# [Task requirements]
Copy all lines below containing "negative".

# [Input for this task]
· · · · · · ·

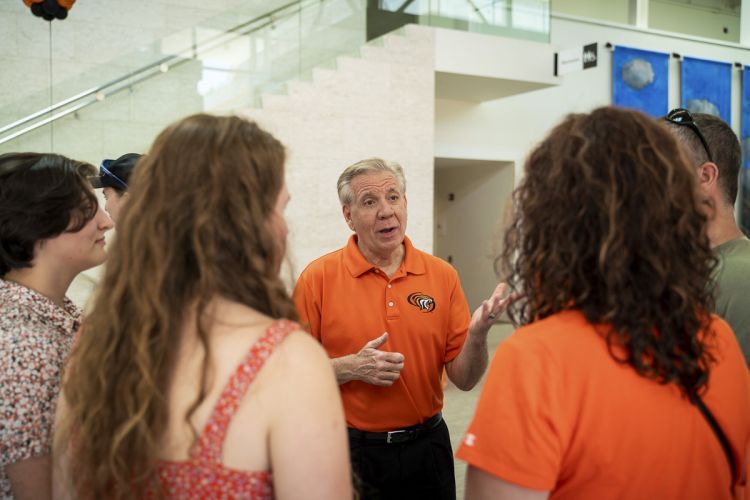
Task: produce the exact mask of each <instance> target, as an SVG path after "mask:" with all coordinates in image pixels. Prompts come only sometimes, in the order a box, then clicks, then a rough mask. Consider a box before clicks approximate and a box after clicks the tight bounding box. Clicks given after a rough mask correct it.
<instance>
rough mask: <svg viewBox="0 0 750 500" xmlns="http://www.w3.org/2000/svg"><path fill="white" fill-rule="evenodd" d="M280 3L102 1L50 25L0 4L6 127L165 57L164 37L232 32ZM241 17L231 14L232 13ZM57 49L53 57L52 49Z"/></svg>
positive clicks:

· · · · · · ·

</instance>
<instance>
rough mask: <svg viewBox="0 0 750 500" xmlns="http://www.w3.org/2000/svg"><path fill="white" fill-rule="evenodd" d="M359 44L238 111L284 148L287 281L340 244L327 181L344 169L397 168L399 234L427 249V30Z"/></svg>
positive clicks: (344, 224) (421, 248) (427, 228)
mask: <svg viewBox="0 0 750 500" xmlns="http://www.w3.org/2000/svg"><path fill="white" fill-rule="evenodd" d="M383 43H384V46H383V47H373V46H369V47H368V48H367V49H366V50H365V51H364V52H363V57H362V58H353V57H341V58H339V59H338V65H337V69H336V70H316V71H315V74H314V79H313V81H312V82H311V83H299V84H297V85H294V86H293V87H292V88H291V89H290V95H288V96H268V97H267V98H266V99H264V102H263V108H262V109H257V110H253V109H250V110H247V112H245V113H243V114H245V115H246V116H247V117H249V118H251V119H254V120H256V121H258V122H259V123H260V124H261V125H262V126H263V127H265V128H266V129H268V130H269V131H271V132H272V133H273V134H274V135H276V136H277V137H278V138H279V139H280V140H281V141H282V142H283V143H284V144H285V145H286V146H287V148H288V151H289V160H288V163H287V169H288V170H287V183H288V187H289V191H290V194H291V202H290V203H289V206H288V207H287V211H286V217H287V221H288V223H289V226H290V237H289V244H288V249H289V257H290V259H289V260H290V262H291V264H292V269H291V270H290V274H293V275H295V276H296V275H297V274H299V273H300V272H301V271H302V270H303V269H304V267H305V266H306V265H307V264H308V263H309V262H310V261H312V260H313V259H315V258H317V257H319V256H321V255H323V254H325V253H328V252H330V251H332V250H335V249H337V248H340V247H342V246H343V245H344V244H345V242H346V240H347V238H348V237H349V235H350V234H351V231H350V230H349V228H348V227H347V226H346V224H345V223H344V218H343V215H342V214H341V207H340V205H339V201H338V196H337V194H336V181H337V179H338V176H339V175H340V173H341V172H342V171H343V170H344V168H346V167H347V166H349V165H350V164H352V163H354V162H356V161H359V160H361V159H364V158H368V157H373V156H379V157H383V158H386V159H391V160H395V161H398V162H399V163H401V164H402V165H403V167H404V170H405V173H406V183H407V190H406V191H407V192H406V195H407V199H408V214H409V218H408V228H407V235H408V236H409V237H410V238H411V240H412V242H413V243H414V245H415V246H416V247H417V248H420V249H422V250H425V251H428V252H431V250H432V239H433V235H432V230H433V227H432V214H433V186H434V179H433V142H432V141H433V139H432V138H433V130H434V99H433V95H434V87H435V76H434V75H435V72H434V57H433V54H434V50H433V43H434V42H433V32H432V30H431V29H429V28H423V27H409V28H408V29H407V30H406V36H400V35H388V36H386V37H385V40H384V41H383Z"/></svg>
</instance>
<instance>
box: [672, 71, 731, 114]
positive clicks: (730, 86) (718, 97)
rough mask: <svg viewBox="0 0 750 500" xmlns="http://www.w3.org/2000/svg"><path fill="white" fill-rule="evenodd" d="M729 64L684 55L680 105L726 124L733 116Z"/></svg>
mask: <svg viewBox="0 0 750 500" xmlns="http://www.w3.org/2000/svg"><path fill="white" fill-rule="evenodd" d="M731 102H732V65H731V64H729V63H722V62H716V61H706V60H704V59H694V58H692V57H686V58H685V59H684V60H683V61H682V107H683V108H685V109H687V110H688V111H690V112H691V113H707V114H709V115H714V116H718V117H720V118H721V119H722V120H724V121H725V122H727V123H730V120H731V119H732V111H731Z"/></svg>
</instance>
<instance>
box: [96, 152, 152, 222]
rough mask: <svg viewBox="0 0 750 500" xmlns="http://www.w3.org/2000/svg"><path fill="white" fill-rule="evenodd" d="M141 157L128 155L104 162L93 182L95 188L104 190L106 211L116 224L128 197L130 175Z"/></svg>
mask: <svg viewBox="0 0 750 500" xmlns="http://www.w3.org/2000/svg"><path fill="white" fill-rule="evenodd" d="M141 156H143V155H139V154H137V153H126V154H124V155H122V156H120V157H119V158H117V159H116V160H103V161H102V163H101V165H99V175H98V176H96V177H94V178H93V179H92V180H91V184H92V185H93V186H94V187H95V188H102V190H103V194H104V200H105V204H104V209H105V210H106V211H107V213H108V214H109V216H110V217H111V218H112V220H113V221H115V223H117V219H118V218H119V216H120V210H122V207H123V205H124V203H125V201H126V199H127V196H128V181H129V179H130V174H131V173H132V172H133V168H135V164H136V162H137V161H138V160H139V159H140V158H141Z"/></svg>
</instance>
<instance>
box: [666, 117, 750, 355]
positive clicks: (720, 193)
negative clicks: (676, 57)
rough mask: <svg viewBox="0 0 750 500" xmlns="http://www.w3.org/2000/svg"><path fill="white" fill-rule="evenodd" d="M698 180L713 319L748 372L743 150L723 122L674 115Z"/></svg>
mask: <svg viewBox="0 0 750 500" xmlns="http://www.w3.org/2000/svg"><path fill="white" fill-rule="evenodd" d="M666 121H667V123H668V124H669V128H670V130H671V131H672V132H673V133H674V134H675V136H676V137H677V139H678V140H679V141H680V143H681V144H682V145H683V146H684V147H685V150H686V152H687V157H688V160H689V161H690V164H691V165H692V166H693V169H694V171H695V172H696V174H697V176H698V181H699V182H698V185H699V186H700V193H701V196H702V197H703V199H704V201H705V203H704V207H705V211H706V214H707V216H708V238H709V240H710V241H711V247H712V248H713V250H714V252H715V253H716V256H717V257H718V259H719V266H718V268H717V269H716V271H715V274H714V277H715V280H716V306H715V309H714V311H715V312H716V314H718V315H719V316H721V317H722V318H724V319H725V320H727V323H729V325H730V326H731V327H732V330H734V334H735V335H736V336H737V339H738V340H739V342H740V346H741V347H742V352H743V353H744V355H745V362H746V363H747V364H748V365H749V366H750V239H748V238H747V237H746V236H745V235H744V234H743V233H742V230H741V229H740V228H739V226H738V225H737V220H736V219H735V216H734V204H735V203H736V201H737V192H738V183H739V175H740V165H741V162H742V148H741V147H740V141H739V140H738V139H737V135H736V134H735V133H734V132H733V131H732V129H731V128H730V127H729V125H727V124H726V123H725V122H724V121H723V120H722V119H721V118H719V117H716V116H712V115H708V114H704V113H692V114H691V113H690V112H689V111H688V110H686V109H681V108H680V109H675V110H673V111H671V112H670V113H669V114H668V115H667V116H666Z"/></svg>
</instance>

· · · · · · ·

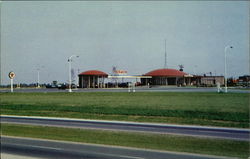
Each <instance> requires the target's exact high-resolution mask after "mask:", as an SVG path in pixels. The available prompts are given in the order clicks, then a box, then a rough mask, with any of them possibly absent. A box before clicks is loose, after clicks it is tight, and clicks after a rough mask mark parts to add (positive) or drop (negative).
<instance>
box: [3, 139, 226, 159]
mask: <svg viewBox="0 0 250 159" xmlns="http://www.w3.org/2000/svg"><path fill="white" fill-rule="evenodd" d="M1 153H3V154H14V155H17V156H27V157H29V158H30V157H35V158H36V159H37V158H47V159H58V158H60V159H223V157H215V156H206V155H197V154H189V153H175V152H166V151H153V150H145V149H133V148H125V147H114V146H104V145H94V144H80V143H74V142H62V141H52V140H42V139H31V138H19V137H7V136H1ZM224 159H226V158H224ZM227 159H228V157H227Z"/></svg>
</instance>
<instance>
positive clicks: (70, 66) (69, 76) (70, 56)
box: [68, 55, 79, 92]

· · · · · · ·

# [Problem solution]
negative clicks: (676, 57)
Each <instance> requires the target's exact high-resolution mask after "mask:", as an SVG path in pixels. The available prompts are given in the order clicks, then a box, then a rough mask, with any of them possibly absent. A box before clicks is loose, after clicks it is tight, and clicks after a rough mask mark parts to add (positive) or drop (negative).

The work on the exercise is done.